__SUPPLIED INFORMATION__
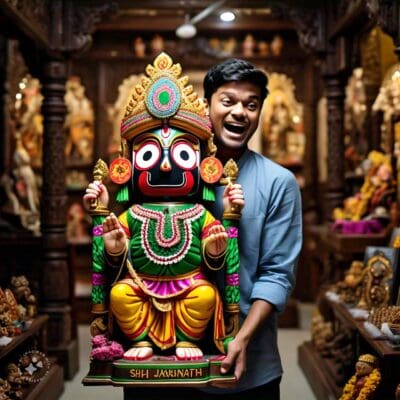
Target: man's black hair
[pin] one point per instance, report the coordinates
(234, 70)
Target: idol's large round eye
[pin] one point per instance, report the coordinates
(148, 154)
(184, 155)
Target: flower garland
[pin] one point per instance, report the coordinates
(369, 387)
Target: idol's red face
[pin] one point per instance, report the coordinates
(234, 111)
(166, 163)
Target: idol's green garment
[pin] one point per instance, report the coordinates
(170, 299)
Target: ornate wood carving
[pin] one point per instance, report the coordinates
(387, 15)
(54, 199)
(334, 90)
(310, 25)
(31, 17)
(3, 95)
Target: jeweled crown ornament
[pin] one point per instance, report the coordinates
(164, 97)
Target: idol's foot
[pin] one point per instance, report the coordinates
(139, 351)
(187, 351)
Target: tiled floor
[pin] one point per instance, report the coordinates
(293, 386)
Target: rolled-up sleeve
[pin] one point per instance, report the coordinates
(280, 244)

__WHAT THIS TASK INVOLVES__
Could you copy every line from the records that has "Target" in it?

__SOLUTION TO THE EXERCISE__
Target: man's black hair
Target: idol's large round eye
Target: flower garland
Target: idol's red face
Target: idol's green garment
Target: ornate wood carving
Target: jeweled crown ornament
Target: idol's foot
Target: tiled floor
Target: rolled-up sleeve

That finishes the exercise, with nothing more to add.